=== Descrizione del compito ===
Rispondi alle seguenti domande basandoti sull'estratto.
(a) Come dev'essere dichiarato il ricorso?
(b) A carico di chi sono poste le spese di lite?
(c) In favore di chi dev'essere eseguito il pagamento delle spese di lite?

=== Estratto da leggere ===
━━━━━━━━━━━━━━━━━━━━

5. Il ricorso, per l’inammissibilita’ dei suoi motivi, e’ esso stesso inammissibile: e come tale dev’essere dichiarato.
6. Le spese di lite, in ragione della soccombenza, sono poste a carico dei ricorrenti e liquidate in dispositivo. L’ammissione del fallimento al patrocinio a spese dello Stato comporta che, a norma del Decreto del Presidente della Repubblica n. 115 del 2002, articolo 133, il relativo pagamento dev’essere eseguito in favore dello Stato.
7. La Corte da’ atto, ai sensi del Decreto del Presidente della Repubblica n. 115 del 2002, articolo 13, comma 1 quater, nel testo introdotto dall’articolo 1, comma 17, della l. n. 228 del 2012, della sussistenza dei presupposti processuali per il versamento, da parte dei ricorrenti, di un ulteriore importo a titolo di contributo unificato pari a quello previsto per il ricorso, a norma del comma 1-bis dello stesso articolo 13, se dovuto.

━━━━━━━━━━━━━━━━━━━━

(Voci tratte da una raccolta)
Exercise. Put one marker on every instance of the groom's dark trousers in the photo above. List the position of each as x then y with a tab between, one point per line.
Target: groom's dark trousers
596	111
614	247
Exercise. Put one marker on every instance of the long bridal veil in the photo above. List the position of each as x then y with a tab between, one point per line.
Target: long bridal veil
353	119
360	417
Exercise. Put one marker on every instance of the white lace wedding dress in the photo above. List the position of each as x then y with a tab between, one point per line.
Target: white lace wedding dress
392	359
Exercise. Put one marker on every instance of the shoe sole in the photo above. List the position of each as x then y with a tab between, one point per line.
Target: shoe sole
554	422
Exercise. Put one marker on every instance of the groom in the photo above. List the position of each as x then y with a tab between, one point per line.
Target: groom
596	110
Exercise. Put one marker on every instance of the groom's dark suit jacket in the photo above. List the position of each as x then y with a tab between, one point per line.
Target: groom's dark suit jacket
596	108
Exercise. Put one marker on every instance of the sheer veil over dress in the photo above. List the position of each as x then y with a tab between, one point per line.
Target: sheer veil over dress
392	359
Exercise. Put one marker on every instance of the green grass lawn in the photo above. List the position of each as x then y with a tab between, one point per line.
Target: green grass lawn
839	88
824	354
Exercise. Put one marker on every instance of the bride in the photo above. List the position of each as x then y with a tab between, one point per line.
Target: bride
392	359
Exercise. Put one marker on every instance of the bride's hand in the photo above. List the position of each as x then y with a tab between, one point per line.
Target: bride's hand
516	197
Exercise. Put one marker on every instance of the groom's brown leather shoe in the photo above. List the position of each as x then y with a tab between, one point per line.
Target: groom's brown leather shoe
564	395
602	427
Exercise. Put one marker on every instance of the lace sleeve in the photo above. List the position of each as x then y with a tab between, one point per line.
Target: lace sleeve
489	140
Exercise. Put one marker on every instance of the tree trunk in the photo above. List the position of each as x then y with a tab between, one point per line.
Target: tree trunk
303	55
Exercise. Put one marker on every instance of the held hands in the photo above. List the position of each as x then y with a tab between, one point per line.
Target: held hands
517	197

━━━━━━━━━━━━━━━━━━━━

=== Risultato ===
(a) Inammissibile.
(b) Dei ricorrenti.
(c) Dello Stato.